• [WORK TO BE COMPLETED] Condense the paragraph of the post on fake tech-support calls that begins "Their story seems semi-plausible" into a short list that keeps its main facts.

• [EXCERPT TO READ]
# # # # #

The “computer doctors” have been making their rounds in New Zealand. Consumer Affairs say about 17% of New Zealanders have been targeted by them. They called us, from Djibouti, from what seemed like a crowded call center. They knew our details, just like they’re listed in the phone book. I think they purposely tried to be hard to understand, using the assumption that overseas victims would think it would be rude to ask for clarification a number of times. The address they gave was actually a Border’s bookshop in Auckland. Eventually they hung up after repeated questioning.
Their story seems semi-plausible, but is fake: they’re calling from Microsoft or a computer repair shop and have noticed some strange activity from your computer. They tell you to go to a legitimate folder or the Windows Event Viewer and say that if there’s a lot of files or entries there (which there will be) that it’s very bad and means your computer is infected. But fear not! It can all be solved for a reasonable price, plus they’ll continue to support your computer. Just give them your credit card number to be charged a recurring fee and they’ll remotely fix your computer for you…
Don’t trust cold callers
NetSafe recommends asking for their company name and phone number and Googling them to see if they’re who they say they are. I haven’t heard of any legitimate tech support companies cold calling for customers and I don’t imagine it would be hard to create a professional looking website and redirecting a New Zealand phone number if someone overseas was truly determined. So I’d say don’t trust cold callers with remote access to your computer or your credit card information at all, even if they seem legitimate.
If you need help with your computer there are people on online forums like Geeks To Go that will help you for free, or ask friends and family for a recommendation of a quality company you can visit in person.
The NetSafe post has some good links. NetBasics is an animated video series by NetSafe on staying safe online. The real Microsoft has an article on speeding up your Windows computer, another line the callers use. And the Event Viewer might seem confusing, but Microsoft provides a tool to look up what the entries mean.

# # # # #

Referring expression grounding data
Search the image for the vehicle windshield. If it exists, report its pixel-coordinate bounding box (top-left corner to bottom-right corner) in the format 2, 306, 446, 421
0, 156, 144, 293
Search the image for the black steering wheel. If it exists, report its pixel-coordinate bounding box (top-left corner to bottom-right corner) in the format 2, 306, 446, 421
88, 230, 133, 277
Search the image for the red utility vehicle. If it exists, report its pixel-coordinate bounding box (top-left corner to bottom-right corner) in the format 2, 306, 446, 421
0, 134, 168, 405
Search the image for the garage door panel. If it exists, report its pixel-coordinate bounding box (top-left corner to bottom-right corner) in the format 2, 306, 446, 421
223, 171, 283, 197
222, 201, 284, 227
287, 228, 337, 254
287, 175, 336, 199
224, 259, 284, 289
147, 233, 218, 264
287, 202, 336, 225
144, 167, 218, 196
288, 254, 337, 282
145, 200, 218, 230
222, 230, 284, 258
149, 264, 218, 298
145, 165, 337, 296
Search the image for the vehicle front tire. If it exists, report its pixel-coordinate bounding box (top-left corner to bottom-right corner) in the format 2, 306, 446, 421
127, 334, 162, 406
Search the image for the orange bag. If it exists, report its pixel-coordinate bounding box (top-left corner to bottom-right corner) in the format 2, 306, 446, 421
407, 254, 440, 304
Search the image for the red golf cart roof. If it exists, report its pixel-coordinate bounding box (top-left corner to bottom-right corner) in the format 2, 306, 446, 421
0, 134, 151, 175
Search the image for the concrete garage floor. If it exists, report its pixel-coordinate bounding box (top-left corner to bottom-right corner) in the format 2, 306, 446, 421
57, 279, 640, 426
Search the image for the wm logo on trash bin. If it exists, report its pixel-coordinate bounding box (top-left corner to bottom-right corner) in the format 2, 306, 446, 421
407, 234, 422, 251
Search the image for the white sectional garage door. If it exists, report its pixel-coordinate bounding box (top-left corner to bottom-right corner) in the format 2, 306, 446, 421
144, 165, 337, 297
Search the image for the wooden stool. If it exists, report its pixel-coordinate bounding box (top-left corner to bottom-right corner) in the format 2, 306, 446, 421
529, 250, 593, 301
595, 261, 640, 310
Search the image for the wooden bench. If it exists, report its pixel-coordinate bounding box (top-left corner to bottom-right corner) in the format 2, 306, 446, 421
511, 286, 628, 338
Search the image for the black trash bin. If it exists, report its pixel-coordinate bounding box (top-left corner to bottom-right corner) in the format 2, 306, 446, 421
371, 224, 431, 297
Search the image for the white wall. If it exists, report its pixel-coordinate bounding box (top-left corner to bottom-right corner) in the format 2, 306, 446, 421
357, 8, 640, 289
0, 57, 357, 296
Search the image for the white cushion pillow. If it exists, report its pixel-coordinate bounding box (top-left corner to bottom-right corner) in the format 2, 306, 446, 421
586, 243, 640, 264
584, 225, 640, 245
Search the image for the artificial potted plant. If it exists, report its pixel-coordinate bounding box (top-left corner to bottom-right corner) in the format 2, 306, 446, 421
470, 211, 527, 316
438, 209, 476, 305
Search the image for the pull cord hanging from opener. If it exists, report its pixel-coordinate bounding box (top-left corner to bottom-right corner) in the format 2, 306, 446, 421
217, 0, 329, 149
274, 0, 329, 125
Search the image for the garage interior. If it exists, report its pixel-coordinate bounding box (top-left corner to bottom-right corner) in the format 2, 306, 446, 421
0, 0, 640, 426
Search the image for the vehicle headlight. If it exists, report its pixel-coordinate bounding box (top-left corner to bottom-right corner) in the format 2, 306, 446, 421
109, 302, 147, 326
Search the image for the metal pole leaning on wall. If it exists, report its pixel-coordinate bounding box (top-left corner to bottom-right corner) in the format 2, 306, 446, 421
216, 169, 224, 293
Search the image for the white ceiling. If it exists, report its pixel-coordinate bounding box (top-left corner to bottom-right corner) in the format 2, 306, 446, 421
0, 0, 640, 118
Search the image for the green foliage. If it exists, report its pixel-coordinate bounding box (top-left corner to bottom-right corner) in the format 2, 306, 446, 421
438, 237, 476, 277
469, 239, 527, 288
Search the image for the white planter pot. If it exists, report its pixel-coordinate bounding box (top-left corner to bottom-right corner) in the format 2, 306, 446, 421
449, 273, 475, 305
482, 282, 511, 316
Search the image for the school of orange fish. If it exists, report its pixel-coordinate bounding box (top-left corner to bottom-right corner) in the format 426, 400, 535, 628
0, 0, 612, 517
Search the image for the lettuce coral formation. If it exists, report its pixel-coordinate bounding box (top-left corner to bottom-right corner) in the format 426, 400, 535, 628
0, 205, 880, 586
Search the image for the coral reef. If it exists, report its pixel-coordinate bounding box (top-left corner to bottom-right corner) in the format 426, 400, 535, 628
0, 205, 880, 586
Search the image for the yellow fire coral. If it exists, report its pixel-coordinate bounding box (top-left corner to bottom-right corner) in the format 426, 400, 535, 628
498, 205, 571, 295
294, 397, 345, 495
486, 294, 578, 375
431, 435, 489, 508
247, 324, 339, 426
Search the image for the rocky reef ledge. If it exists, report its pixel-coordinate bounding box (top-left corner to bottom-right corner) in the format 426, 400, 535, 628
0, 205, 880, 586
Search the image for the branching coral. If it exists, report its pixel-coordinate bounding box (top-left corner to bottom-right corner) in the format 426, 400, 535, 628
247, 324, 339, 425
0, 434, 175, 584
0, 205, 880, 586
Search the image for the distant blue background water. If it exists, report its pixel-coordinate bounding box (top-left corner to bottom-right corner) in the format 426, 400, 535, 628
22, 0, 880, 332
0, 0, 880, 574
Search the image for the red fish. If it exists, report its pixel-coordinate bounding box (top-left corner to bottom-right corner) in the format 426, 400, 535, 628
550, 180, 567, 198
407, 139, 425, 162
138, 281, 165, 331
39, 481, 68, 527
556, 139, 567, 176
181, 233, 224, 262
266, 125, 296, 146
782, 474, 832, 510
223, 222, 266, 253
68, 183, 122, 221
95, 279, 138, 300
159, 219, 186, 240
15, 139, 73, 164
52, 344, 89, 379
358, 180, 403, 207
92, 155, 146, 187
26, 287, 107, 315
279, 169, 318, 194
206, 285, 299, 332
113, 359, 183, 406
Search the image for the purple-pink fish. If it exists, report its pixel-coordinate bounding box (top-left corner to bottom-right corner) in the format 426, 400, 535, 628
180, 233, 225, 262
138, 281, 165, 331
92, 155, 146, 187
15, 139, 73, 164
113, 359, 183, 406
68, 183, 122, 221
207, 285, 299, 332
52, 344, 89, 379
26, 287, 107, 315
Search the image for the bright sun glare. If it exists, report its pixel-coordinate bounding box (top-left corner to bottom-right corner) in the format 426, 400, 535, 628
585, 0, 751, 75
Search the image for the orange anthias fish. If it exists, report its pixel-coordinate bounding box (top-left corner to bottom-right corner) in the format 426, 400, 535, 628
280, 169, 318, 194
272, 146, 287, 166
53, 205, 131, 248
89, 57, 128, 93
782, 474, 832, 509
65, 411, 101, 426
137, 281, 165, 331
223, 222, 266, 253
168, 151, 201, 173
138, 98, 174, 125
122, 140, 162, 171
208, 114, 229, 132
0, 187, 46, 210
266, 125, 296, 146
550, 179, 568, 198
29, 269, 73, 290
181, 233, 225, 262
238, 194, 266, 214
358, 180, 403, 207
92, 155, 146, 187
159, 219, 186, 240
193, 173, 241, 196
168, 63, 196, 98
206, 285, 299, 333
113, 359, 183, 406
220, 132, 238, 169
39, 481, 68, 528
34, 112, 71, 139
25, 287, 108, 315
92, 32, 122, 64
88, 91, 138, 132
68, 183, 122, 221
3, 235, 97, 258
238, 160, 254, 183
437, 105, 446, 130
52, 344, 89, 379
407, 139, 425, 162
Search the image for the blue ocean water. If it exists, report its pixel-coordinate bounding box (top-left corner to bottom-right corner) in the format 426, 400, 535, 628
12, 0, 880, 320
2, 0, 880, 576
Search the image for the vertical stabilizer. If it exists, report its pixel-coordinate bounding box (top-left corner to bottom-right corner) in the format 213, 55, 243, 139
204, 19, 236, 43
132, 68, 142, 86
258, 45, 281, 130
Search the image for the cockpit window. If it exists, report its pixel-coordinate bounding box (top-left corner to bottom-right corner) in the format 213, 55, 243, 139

# # # # #

• [THE ANSWER]
- The callers' story seems semi-plausible but is fake. They claim to be from Microsoft or a computer repair shop and say they've noticed strange activity from your computer.
- They send you to a legitimate folder or the Windows Event Viewer and claim that lots of files or entries there, which there always will be, mean the computer is infected.
- They offer to fix it for a reasonable price plus ongoing support. You give your credit card number for a recurring fee, and they fix the computer remotely.